If everyone is doping there is equilibrium if and only if everyone has something to lose by violating the tacit omerta agreement. Disequilibriums can arise when not everyone is doping, or when the drug testers begin to catch up with the drug takers, or when some cheaters have nothing to lose and possibly something to gain by turning state’s evidence.

Which brings us back to Floyd Landis and Lance Armstrong, who for a decade have been in a state of relative Nash equilibrium. But when Landis lost his savings, his home, his marriage, and his livelihood, he reached a state of disequilibrium, and when he was turned down from even riding in the Tour of California after, according to Armstrong, making threats to the race organizers to let him in “or else,” he apparently decided to make good on his threat.

There is nothing more important for a sporting organization to do than to enforce the rules. If you don’t, athletes will cheat. Anyone who believes otherwise does not understand sports or human nature. As Landis explained in his confessional: “I don’t feel guilty at all about having doped. I did what I did because that’s what we [cyclists] did and it was a choice I had to make after 10 years or 12 years of hard work to get there, and that was a decision I had to make to make the next step. My choices were, do it and see if I can win, or don’t do it and I tell people I just don’t want to do that, and I decided to do it.”

The only hope of salvaging professional sports is to change the game matrix. To that end I have five recommendations:

-Immunity for all athletes pre-2010. Since the entire system is corrupt and most competitors have been doping, it accomplishes nothing to strip the winner of his title after the fact when it is almost certain that the runners’ up were also doping. Immunity will enable retired athletes to work with governing bodies and anti-doping agencies for improving the anti-doping system.

-Increase the number of competitors tested, in competition, out-of-competition, and especially immediately before or after a race to prevent counter-measures from being employed. Sport sanctioning bodies should create a baseline biological profile on each athlete before the season begins to allow for proper comparison of unusual spikes in performance in competition.

-An X-Prize type reward to increase the incentive of anti-doping scientists to develop new tests for presently undetectable doping agents, in order to equalize the incentive for drug testers to that of drug takers.

-Increase substantially the penalty for getting caught. A 50-game ban on Manny Ramirez last year was a joke. No Major League player will take that seriously as a deterrent. Professional cycling has a two-year ban, which is a good start. But it’s not enough.

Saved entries
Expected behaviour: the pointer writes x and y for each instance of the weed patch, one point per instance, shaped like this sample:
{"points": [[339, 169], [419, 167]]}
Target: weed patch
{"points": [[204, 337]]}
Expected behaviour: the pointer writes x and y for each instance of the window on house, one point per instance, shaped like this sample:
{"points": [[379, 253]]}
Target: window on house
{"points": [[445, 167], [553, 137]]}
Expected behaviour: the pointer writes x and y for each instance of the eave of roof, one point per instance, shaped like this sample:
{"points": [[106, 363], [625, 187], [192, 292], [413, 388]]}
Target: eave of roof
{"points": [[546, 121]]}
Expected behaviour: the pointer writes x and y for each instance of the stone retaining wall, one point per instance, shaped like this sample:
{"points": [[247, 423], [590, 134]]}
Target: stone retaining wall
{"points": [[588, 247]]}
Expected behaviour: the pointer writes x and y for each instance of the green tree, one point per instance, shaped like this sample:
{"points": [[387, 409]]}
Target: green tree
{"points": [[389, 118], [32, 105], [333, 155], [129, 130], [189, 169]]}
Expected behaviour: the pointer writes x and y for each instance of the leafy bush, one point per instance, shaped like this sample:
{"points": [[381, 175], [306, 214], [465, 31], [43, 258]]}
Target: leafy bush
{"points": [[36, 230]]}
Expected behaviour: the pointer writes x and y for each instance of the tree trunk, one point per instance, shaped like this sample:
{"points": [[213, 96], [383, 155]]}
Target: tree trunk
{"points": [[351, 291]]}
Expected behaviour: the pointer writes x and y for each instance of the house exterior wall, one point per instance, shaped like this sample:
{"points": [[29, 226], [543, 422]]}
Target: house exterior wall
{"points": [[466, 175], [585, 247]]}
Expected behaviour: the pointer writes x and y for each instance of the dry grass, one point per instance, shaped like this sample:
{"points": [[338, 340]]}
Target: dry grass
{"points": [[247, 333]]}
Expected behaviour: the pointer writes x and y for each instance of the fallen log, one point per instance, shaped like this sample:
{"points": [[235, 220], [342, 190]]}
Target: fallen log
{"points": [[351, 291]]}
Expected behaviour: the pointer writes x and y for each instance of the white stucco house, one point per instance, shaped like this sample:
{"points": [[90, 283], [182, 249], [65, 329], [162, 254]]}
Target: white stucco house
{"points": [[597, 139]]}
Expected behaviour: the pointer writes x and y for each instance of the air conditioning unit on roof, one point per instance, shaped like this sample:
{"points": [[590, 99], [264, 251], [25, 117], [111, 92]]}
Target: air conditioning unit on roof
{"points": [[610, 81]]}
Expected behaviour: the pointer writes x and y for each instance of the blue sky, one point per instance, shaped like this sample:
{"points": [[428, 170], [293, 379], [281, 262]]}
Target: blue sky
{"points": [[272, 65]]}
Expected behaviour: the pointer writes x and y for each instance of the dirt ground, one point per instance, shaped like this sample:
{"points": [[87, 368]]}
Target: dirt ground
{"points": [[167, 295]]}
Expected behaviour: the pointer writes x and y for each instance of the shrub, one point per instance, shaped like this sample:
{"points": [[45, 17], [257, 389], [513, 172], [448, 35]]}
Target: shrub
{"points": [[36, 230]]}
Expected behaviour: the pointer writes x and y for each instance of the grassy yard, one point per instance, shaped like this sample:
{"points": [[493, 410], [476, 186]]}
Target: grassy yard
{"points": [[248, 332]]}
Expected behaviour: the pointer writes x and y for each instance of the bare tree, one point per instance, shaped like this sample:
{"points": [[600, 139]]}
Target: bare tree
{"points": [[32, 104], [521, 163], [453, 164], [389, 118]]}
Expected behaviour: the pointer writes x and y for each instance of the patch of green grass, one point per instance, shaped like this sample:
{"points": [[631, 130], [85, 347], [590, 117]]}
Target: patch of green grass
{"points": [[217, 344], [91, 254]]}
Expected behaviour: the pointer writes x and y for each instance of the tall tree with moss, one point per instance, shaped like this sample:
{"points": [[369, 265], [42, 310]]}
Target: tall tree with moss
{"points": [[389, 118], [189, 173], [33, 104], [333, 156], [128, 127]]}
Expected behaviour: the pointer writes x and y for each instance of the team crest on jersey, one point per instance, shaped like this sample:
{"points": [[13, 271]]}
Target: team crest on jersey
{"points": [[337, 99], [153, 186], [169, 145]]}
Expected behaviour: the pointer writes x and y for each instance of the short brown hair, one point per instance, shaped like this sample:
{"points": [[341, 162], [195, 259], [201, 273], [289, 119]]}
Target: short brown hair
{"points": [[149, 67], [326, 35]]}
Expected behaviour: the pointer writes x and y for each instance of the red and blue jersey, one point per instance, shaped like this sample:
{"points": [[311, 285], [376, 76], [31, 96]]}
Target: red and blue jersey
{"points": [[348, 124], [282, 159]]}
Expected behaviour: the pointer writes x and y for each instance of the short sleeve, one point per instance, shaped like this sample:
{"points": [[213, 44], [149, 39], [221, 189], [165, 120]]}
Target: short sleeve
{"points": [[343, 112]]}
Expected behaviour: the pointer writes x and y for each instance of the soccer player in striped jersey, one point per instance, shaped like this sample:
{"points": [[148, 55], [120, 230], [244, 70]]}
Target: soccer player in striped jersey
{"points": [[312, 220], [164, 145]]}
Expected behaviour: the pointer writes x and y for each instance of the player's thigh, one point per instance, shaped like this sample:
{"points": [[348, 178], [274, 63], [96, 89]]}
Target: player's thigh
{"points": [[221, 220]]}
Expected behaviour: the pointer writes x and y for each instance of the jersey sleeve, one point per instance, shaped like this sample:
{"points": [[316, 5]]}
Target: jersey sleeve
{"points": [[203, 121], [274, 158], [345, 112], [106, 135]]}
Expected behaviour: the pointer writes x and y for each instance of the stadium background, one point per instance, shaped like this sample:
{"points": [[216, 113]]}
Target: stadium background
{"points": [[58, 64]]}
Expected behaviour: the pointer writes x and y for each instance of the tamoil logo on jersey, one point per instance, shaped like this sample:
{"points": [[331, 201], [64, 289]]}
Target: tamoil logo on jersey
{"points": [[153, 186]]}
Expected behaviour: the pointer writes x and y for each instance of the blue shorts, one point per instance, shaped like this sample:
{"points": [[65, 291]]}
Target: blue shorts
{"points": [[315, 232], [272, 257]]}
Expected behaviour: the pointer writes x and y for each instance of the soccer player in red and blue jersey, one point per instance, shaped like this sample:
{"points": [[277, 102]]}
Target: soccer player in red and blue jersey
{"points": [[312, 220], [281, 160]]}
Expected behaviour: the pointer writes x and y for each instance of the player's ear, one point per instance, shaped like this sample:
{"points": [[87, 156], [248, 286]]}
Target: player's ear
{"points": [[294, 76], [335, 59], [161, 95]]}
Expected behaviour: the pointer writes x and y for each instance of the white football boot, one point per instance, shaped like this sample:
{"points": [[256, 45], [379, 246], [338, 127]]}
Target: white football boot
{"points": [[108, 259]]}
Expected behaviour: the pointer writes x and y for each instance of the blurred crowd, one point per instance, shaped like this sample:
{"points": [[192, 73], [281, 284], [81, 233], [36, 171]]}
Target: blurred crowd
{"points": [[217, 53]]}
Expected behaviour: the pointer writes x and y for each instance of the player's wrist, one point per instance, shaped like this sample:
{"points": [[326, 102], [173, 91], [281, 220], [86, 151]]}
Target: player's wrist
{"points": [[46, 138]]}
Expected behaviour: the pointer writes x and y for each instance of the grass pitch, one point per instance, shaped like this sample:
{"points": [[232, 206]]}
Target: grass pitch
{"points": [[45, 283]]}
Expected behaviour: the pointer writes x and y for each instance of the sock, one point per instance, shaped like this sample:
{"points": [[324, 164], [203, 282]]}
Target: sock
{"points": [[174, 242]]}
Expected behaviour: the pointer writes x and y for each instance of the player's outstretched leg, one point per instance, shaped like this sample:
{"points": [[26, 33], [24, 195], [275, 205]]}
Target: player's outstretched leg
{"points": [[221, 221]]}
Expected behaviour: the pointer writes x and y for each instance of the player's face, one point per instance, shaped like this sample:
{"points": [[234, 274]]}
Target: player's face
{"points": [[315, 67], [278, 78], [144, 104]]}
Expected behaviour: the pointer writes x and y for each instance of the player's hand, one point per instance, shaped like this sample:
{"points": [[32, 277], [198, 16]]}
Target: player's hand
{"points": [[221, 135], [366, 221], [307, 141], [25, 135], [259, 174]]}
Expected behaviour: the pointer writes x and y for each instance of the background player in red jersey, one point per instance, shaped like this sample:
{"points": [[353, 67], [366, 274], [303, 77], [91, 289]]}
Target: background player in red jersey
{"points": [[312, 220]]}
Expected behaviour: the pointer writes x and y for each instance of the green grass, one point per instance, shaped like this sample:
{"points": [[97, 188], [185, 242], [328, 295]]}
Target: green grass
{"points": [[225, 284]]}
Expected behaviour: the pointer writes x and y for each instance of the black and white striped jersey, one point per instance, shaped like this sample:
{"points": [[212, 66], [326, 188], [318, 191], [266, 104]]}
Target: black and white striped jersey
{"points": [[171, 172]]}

▶ WORK INSTRUCTIONS
**1)** Name each thing that the doping passage above says Floyd Landis lost.
**2)** Carry the passage on doping in professional sports forward from its final sentence.

▶ REPLIES
**1)** His savings, his home, his marriage, and his livelihood.

**2)**
-A return of all salary paid and prize monies earned by the convicted athlete to the team and/or its sponsors and investors, and extensive team testing of their own athletes."

Posted by awwo 11/03/2010 at 10:44 PM

a very good discussion going on here.

i'm not entirely sure how they decide when and where to test players, but wouldn't a monthly test be acceptable? with maybe 3 or 4 additional random checks throughout the year?

i think one issue is that tennis is *not* a team sport, and its popularity is very much proportional to the popularity of its top players. Do the powers-that-be really have an interest in taking down the superstars, if in fact there is doping at that level? Look at Agassi, after all. His reputation would have definitely been altered had the allegations about his meth use come out at the time of his failed test, instead of years later in a tell-all book.

Posted by Account Deleted 11/03/2010 at 10:54 PM

"Thanks to Christophe for the equivalent of passing gas just before hopping out of the car and closing the door with us still inside."

-Rafael Nadal (or James LaRosa)

Posted by Texastennis 11/03/2010 at 10:56 PM

Awwro - I don't agree about Agassi. He would have only been suspended for three months at that time for a rec drug, and he most likely would moved right on to concentrate on tennis and sort out his life (as he did in any event) so that when he retired eight years later, that would have been an asterisk and all part of "the fall" as it were. I don't even think people would have been as surprised at the time to learn he was doing rec drugs as they were when he admitted it because he was clearly in an off course phase at the time as everyone knew from his results ... I think the long term impact would have been entirely minimal. (PED might have been different but maybe not - look at Rodriguez.)

The powers in be in ALL sports have been very reluctant to deal with peds (which have nothing to do with the Agassi case anyway, nor the Gasquet, Hingis, Wilander or other rec drug case). I don't see anything in the tennis authorities that is any different - look at the cycling authorities with the Conatdor case this summer after everything that's come out in cycling.

By the by, the tennis steroids website guy has posted on Pete's blog the link to the ITF list of tests for 2009 that was pulled the day it was posted from the ITF site. It's worth a look.

Posted by Sherlock 11/03/2010 at 11:05 PM

Hart, can we just have you sit down for a few hours and talk with us here? You have nothing better to do, right? :)

Fantastic post. Thanks for sharing all that.

Posted by dr,no 11/03/2010 at 11:20 PM

its so easy to see nadal,s on steroids. test this guy in person,he also cheats a lot of other ways......lets have a even playing field....

Posted by Carrie 11/03/2010 at 11:27 PM

Hart- thanks for the info re testing. Very informative.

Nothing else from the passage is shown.